• _Written task 1_:
List each distinct section heading that appears in the sum-of-products post below, in order of first appearance.

• _Page_:
Evaluate Sum of Products in The Form of $\sum_{\left\|\mathbf{x}\right\|=C}\prod_{i=0}^{n}\left(2+i\right)^{x_{i}}$

Question

Background

I recently came across the problem to prove the following:

$$ \sum_{\left\|\mathbf{x}\right\|_{1}=m-1}2^{x_{1}}3^{x_{2}} = 3^{m}-2^{m}, \phantom{x} \mathbf{x}\in\mathbb{N}_{0}^{2} $$

A proof by induction is available here. A combinatorial proof is also quite straightforward:

We have $m$ customers standing in a queue to visit one of three stalls.

LHS

The summand $2^{x_{1}}3^{x_{2}}$ is the number of possibillities where customer number $x_{1}+1$ is the first to visit the third stall. Therefore, the LHS is the total number of possibilities where at least one customer visit the third stall.

RHS

The RHS is simpler. Out of $3^{m}$ possibilities, we subtract those in which the third stall receives no customer: $2^{m}$.

Problem Statement

I wish to extend the problem and evaluate the following expression:

$$ \sum_{\left\|\mathbf{x}\right\|_{1}=m-n}\prod_{i=0}^{n}\left(2+i\right)^{x_{i}} = \phantom{x} ? \phantom{x}, \phantom{x} \mathbf{x}\in\mathbb{N}_{0}^{n+1} $$

My Attempt

Using a similar approach to the original problem, I was able to prove that

$$ \sum_{\left\|\mathbf{x}\right\|_{1}=m-2}2^{x_{1}}3^{x_{2}}4^{x_{3}} = \frac{1}{2}\left[ 4^{m}-2\cdot 3^{m}+2^{m} \right], \phantom{x} \mathbf{x}\in\mathbb{N}_{0}^{3} $$

Again we have $m$ customers standing in a queue, this time to visit one of four stalls.

LHS

The summand $2^{x_{1}}3^{x_{2}}4^{x_{3}}$ is the number of possibilities where customer number $x_{1}+1$ is the first to visit the third stall and customer number $x_{1}+x_{2}+2$ is the first to visit the fourth stall. The LHS is then the total number of possibilities where the third and fourth stalls have customer(s) and the third stall receives a customer before the fourth stall.

• _Given records_:
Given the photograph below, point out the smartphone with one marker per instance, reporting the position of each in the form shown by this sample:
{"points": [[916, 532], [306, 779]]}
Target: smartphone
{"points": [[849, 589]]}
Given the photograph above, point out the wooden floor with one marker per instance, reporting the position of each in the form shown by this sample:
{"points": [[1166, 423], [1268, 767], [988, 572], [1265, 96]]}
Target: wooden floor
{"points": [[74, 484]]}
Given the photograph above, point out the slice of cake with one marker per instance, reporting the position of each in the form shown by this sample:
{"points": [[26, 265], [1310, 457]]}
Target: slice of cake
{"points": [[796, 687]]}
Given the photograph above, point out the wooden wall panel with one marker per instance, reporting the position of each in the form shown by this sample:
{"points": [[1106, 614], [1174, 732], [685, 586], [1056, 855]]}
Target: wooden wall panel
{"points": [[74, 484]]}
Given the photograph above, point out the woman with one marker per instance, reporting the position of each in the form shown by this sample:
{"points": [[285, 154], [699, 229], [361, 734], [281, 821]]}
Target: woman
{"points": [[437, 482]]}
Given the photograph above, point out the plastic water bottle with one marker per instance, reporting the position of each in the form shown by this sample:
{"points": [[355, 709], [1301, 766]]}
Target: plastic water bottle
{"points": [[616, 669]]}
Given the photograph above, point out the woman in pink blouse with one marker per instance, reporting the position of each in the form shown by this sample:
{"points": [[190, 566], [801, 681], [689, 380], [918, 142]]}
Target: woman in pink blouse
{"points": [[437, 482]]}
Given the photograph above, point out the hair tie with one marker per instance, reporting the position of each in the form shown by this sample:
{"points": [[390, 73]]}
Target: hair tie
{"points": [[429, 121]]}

* * *

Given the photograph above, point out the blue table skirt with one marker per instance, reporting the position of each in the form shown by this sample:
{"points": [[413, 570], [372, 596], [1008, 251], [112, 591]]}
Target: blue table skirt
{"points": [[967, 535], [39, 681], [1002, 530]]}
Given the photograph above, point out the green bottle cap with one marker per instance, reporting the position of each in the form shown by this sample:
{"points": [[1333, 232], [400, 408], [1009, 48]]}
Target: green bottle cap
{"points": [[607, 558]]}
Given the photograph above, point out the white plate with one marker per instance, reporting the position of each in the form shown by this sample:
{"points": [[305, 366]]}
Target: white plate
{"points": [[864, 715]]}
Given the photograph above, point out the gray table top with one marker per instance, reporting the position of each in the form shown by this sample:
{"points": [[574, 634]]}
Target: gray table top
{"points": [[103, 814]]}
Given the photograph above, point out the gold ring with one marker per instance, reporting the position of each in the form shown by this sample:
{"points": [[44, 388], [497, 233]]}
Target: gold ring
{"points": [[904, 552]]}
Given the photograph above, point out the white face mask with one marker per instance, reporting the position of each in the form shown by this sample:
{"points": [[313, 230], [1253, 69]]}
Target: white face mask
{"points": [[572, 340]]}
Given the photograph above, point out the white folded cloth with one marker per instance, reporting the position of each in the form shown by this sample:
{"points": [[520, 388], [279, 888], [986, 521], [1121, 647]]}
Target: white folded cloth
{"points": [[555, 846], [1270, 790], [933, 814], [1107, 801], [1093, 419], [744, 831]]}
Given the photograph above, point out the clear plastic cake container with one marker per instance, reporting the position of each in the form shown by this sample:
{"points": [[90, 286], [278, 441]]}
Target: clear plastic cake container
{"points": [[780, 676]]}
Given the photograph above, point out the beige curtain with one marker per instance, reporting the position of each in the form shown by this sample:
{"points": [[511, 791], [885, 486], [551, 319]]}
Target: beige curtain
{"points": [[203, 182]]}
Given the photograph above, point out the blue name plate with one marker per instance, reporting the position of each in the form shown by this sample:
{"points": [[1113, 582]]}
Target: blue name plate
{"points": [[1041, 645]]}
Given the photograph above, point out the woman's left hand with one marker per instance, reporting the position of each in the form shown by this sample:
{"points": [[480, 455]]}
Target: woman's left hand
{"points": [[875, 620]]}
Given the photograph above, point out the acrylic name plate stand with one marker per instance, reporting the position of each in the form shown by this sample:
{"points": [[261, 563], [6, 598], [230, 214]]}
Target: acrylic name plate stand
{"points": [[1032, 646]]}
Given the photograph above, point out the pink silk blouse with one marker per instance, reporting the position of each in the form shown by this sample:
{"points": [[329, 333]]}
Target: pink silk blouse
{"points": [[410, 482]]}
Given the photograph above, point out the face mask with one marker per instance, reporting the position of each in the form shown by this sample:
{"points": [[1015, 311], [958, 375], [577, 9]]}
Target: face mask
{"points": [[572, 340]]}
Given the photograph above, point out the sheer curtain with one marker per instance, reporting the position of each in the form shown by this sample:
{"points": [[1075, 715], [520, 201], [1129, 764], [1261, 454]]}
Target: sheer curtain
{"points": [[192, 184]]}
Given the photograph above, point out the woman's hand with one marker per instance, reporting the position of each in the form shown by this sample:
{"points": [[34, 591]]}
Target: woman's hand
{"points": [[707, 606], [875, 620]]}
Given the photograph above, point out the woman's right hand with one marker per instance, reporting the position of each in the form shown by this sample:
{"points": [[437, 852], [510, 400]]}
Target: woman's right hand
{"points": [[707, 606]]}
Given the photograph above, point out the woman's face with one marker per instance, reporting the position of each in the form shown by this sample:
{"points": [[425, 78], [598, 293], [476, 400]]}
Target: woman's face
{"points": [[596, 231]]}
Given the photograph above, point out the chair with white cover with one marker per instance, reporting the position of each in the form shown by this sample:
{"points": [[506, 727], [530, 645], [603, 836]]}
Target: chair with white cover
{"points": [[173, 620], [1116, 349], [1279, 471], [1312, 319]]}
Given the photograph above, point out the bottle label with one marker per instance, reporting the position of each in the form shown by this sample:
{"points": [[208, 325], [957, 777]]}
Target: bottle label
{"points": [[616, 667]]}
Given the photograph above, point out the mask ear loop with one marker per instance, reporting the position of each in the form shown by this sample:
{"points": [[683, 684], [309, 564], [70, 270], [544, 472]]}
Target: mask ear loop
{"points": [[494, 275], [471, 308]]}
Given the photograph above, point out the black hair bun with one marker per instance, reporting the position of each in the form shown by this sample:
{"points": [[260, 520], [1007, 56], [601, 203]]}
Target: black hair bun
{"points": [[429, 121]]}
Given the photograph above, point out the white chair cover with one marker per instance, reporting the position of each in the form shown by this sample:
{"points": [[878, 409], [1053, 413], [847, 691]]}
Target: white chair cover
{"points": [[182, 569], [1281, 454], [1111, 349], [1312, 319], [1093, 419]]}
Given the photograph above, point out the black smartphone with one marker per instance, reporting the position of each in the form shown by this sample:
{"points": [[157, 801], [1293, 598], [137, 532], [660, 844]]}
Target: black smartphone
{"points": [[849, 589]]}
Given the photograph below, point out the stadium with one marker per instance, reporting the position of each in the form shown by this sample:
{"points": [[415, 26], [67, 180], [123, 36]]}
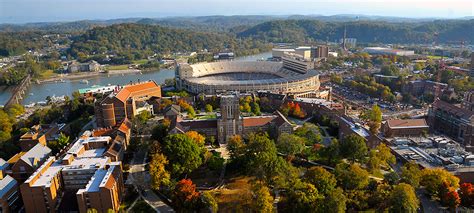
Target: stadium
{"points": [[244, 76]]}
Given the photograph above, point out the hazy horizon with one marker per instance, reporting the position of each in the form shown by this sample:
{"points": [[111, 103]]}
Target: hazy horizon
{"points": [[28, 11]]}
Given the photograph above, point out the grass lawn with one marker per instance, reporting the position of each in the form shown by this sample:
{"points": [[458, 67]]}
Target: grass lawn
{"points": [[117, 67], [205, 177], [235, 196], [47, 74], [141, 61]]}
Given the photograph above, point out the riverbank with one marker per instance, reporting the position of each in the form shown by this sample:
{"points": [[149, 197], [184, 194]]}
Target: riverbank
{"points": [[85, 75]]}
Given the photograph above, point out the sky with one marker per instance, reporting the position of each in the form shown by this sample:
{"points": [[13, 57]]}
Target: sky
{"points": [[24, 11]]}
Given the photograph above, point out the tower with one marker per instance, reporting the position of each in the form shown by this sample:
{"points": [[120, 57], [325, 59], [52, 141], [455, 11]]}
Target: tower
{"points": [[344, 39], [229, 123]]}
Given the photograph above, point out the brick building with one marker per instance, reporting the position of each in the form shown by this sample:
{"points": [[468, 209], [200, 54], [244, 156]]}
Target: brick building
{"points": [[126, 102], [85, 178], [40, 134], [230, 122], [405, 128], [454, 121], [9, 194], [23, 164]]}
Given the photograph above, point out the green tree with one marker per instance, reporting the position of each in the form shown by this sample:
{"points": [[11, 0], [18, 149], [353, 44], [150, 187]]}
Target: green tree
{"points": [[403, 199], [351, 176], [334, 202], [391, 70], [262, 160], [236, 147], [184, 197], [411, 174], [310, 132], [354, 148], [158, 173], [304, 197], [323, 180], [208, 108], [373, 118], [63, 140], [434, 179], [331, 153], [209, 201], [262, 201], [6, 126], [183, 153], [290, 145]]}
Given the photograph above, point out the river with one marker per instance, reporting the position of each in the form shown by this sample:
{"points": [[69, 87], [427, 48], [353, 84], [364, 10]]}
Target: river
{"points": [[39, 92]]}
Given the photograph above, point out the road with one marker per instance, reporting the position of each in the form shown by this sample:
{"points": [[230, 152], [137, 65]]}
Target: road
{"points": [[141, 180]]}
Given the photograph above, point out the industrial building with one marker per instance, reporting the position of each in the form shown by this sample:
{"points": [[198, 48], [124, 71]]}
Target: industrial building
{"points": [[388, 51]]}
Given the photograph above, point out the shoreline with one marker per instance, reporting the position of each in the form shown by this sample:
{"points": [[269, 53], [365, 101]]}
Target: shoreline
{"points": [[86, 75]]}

• _Written task 2_:
Recast part of the records as a JSON list of strings, one string per line and no blank lines. Begin at the line in the records that has "Given the photograph above, point out the acrylic" and stop after the line that has "Target: acrylic name plate stand".

• _Correct answer 1_:
Question
Background
LHS
RHS
Problem Statement
My Attempt

• _Correct answer 2_:
[
  "Given the photograph above, point out the acrylic name plate stand with one marker per instance, reporting the position of each in the form shown by this sample:",
  "{\"points\": [[261, 563], [6, 598], [230, 214]]}",
  "Target: acrylic name plate stand"
]